■ **Exercise requirements**:
1. In the croquet article, which organization endorsed golf croquet as a way to improve mobility in older adults?
2. Summarize the croquet article in two sentences.
3. Resume the croquet article after its last sentence.

■ **Document text**:

Croquet: The Outdoor Workout You'll Love
Tired of the gym? Discover the surprising fitness benefits of croquet. A fun, social, and effective outdoor workout for active retirees in Queensland.
A game of croquet covers one to two kilometres of walking. You won't notice it because you're busy trying to get your ball through the hoop before your opponent does.
That's the thing about croquet as exercise. It works because you're not thinking about it.
The walking
Steady, low-impact, and it happens naturally. You walk to your ball, take your shot, walk to where it lands. Over two hours of play, you cover real ground. No treadmill required.
Balance, coordination, and why that matters
One in three Australians aged 65 and over falls each year. Falls are the leading cause of injury-related hospitalisations in the country. Group-based exercise programmes that improve balance and coordination reduce that risk by 40–64%.
Croquet delivers exactly those movements. Every shot requires you to stabilise your body, shift your weight, and swing a mallet with control. You're bending to place balls, reading angles from a crouch, and spending two hours on your feet on uneven ground. The Australian Physiotherapy Association has specifically endorsed golf croquet as a way to improve mobility and reduce sedentary behaviour in older adults.
The activity is light. But it adds up to the kind of regular balance and movement work that keeps you on your feet.
The mental side
Croquet gets called "chess on grass" for a reason. To play well, you're planning sequences, reading the positions of four balls at once, deciding whether to go for your hoop or take out an opponent. The strategic demands are real, and they stay with you as you improve.
Regular engagement with strategic, problem-solving activities builds cognitive reserve, the brain's capacity to adapt and stay sharp. Croquet provides that naturally, built into something you actually want to do each week.

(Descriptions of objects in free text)
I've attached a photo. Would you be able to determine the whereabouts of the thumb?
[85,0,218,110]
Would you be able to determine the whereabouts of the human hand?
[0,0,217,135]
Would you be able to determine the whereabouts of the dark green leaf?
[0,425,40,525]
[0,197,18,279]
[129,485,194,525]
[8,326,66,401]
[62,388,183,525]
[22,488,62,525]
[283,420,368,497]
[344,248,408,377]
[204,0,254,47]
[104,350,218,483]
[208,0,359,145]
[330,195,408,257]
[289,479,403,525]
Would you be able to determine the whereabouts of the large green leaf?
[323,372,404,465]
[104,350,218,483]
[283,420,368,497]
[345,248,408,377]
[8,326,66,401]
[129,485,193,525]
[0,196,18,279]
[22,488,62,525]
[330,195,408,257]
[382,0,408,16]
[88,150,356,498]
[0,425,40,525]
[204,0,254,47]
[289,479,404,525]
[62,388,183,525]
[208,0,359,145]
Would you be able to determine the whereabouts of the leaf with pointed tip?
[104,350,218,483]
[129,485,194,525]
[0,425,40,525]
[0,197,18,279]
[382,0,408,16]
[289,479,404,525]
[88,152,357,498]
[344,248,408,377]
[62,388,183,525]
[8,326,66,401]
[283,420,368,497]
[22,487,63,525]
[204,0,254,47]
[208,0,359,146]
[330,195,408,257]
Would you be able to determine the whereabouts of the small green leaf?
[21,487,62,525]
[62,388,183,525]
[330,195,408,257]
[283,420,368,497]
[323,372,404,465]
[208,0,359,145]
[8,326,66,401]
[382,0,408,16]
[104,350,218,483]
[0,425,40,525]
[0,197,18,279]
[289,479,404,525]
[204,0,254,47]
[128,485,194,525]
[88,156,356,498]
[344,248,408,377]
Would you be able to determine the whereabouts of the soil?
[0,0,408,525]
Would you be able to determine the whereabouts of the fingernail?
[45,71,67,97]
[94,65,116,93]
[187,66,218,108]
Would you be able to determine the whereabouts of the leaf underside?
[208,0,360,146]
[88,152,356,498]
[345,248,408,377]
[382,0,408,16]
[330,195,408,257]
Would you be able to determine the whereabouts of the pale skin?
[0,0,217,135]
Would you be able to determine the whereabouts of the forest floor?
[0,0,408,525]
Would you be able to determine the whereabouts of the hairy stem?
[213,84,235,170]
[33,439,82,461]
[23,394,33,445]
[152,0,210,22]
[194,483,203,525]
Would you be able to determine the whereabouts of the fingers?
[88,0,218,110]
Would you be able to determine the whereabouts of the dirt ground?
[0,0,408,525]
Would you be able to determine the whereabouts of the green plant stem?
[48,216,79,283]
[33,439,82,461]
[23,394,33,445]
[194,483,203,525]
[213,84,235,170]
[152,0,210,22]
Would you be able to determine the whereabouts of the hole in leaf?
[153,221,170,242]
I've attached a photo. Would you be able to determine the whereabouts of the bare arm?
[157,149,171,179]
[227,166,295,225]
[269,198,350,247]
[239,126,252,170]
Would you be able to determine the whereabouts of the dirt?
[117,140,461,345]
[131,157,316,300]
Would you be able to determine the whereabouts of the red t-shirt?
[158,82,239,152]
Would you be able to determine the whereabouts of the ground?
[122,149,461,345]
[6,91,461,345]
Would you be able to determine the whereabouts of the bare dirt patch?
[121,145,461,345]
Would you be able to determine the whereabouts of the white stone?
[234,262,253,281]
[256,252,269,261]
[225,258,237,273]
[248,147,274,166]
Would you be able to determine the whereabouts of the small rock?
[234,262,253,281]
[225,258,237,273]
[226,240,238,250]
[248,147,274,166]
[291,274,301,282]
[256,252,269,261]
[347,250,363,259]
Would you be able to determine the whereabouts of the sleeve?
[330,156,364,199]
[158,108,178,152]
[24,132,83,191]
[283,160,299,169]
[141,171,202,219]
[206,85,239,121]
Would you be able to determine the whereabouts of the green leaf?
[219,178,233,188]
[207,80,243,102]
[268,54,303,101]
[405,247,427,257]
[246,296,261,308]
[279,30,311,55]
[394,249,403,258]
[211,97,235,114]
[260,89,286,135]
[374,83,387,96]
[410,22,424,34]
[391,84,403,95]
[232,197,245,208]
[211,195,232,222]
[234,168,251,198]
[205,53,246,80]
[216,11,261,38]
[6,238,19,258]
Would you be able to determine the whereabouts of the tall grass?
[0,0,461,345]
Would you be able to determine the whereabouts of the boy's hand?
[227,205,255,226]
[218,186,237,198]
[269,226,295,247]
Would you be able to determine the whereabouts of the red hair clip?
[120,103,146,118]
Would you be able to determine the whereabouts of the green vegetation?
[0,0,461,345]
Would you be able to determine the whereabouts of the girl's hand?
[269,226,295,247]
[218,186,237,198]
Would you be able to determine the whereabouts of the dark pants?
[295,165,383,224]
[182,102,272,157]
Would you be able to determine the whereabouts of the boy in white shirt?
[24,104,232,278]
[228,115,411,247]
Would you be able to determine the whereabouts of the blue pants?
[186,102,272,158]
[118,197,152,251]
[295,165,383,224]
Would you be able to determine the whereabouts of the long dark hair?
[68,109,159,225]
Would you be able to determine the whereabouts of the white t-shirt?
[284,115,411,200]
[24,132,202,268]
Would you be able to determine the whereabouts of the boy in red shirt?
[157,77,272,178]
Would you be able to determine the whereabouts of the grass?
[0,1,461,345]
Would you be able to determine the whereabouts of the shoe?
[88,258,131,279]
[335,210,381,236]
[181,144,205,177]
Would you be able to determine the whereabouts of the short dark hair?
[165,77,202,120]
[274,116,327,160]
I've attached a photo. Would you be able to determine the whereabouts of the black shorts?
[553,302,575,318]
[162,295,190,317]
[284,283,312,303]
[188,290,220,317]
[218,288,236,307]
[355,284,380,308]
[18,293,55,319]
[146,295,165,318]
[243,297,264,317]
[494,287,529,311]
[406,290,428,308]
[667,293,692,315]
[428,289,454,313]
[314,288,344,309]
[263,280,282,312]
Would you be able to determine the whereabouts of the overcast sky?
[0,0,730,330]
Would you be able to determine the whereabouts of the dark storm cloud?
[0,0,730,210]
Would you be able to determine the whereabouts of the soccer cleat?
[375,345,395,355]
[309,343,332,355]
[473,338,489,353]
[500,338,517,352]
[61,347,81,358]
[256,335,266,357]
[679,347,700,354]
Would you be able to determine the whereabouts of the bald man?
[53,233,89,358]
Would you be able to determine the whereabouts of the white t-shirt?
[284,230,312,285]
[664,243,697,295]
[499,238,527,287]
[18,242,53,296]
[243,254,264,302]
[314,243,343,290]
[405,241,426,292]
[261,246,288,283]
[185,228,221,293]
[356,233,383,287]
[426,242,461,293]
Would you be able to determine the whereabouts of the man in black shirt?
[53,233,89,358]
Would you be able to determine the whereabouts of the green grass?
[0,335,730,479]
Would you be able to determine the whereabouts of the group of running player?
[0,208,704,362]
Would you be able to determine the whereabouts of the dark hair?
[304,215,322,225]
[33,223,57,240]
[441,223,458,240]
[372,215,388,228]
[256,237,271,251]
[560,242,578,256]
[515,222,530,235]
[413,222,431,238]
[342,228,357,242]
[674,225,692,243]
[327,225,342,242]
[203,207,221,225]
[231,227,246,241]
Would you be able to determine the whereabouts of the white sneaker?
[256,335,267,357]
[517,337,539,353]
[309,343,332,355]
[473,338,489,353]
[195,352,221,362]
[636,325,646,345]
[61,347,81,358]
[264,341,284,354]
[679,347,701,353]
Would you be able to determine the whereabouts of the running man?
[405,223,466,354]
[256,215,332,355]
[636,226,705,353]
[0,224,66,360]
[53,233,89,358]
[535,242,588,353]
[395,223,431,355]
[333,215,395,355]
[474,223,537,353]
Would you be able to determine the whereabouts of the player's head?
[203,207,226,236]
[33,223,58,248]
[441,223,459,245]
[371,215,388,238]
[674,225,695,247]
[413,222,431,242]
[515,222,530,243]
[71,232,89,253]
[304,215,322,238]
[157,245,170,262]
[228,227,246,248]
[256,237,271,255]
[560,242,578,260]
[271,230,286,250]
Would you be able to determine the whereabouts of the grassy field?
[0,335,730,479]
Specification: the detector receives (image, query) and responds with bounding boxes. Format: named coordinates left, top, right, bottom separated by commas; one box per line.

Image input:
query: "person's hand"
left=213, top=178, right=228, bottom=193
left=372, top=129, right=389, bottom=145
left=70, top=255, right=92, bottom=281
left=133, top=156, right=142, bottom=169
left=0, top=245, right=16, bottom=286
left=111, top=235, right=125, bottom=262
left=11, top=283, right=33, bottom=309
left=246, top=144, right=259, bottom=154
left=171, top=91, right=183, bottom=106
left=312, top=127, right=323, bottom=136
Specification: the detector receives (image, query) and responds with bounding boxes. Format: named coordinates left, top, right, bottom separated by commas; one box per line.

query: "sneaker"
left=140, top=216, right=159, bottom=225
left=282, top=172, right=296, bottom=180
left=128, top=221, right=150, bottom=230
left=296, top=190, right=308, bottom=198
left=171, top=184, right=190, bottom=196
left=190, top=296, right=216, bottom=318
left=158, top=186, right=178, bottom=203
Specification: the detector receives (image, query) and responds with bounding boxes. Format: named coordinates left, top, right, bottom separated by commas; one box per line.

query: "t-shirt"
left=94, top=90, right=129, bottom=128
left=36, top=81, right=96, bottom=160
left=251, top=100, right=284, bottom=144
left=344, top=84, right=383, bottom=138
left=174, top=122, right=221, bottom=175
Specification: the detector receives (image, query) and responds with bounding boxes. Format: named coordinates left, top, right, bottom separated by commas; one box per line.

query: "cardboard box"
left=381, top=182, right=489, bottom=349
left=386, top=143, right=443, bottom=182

■ **Answers per task**:
1. The Australian Physiotherapy Association.

2. Croquet is a low-impact workout: a game covers one to two kilometers of walking, and each shot, along with two hours on uneven ground, builds the balance and coordination linked to fewer falls among older adults. Its strategic demands also engage the mind and build cognitive reserve, all within an activity people actually want to do each week.

3.
The social part
The research on social isolation is blunt: loneliness costs Australia $2.7 billion a year in additional healthcare use. Lonely Australians over 65 average ten GP visits a year, four more than their connected peers.
Croquet clubs are sports clubs, not social programmes. But the structure of club life, the same group each week, morning tea after, the banter and the competition, does the same work. You'll know people's names within a month. They'll notice if you're not there.
Quick questions
Do I need to be fit to start?
No. Croquet is self-paced. You'll build fitness as you play.
Is it better than just going for a walk?
Walking is good. Croquet adds coordination, balance, and problem-solving on top of it.
What about the Queensland heat?
Clubs schedule for mornings and have shade structures. Nobody's playing in the midday sun.
The evidence, if you want it
The full health benefits article covers the research in detail, including the economic case for government investment in croquet as a preventive health intervention. Falls alone cost the Australian health system $4.7–5 billion a year. The numbers make a case that goes well beyond fitness.
Flat-soled shoes. That's all you need to get started. Your local club provides everything else.